··· SOURCE PASSAGE
Remember those who are in prison

Daniel of the Year | It’s a new day for China’s Communist leadership, but not for the dissidents the government imprisons. They linger in remote jails, beaten, forgotten, and cut off from work, fellowship, friends, and family. WORLD’s 2012 Daniels of the Year are these outspoken Chinese Christians and their long-suffering loved ones

Issue: "2012 Daniels of the Year," Dec. 15, 2012

SAN FRANCISCO–For Gao Zhisheng’s family, visiting the imprisoned Christian at his remote exile in western China takes days.

Gao’s father-in-law and older brother made the trek in January: The pair rode a train nearly 2,000 miles from Shaanxi Province into the craggy mountains of the desert region of Xinjiang after obtaining clearance from prison officials to visit Gao. Then they took a public bus to its last stop, where they hired a motorcycle driver to travel the lone road to Shaya Prison, where the dissident has been jailed. When the father and son reached the first security checkpoint, a guard delivered cruel news: Despite official assurance to the family, no one could see Gao.
······
··· EXERCISE INPUT
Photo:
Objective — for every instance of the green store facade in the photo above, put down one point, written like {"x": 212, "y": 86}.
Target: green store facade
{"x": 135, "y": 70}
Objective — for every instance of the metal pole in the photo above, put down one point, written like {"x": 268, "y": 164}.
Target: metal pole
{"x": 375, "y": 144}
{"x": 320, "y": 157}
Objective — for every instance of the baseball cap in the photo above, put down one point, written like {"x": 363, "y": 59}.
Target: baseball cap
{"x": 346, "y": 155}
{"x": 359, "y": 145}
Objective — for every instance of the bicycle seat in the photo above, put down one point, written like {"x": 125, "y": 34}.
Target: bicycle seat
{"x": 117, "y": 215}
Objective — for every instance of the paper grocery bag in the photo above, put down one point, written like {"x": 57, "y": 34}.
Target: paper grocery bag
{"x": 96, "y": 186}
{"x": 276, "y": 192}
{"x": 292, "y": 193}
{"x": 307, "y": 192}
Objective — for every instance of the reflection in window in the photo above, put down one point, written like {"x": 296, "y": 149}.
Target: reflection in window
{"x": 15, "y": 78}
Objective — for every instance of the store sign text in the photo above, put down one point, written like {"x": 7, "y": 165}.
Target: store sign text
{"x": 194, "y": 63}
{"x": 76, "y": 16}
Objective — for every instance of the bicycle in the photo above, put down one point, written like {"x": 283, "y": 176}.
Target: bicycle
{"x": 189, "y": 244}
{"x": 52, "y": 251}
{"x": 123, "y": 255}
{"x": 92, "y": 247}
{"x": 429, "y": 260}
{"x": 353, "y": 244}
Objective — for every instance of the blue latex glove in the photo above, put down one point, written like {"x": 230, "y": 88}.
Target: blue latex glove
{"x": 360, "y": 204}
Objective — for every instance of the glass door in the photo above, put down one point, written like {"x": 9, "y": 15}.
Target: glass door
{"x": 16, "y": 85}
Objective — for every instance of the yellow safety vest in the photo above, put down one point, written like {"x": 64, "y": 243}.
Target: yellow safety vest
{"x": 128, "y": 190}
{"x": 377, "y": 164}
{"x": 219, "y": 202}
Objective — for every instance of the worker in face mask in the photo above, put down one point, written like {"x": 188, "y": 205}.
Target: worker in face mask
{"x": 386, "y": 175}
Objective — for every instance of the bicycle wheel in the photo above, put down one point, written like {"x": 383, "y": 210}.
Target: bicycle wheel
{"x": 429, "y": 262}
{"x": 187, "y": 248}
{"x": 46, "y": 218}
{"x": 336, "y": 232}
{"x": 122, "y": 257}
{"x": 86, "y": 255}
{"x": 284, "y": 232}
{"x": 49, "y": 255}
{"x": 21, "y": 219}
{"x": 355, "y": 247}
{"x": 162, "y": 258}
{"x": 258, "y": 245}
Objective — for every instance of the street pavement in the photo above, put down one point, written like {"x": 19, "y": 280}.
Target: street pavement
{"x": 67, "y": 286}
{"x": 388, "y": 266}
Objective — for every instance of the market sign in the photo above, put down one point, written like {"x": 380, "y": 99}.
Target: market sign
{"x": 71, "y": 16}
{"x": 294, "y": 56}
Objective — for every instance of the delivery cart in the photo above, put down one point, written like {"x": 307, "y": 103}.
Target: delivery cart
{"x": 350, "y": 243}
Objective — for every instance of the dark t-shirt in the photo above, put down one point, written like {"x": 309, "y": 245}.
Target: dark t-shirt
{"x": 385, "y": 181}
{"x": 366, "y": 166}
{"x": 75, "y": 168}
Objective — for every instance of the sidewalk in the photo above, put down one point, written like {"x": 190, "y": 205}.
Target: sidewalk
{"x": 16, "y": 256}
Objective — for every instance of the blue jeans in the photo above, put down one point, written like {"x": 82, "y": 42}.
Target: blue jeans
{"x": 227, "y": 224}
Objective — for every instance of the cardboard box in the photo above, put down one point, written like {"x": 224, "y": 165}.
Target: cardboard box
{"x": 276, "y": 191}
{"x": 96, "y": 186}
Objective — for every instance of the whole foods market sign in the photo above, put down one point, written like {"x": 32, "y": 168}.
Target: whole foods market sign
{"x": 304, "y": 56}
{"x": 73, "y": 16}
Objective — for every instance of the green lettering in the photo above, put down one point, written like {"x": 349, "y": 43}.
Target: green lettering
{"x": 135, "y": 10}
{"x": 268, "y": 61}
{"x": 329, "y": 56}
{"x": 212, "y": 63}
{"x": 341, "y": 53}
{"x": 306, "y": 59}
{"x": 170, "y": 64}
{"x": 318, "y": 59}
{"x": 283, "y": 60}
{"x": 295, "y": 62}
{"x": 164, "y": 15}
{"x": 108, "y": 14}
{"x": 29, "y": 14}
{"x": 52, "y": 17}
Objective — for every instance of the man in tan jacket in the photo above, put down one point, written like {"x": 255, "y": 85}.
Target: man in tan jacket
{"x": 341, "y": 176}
······
## [PARTS OF THE EXERCISE]
a: In the article about Gao Zhisheng, revise the part that begins with the words "SAN FRANCISCO–For Gao" and stops after "could see Gao.", putting "car" in place of "motorcycle".
b: How many lines of the records contain the string "metal"? Case counts; reply with the number alone.

## [SOLUTIONS BELOW]
a:
SAN FRANCISCO–For Gao Zhisheng’s family, visiting the imprisoned Christian at his remote exile in western China takes days.

Gao’s father-in-law and older brother made the trek in January: The pair rode a train nearly 2,000 miles from Shaanxi Province into the craggy mountains of the desert region of Xinjiang after obtaining clearance from prison officials to visit Gao. Then they took a public bus to its last stop, where they hired a car driver to travel the lone road to Shaya Prison, where the dissident has been jailed. When the father and son reached the first security checkpoint, a guard delivered cruel news: Despite official assurance to the family, no one could see Gao.

b: 2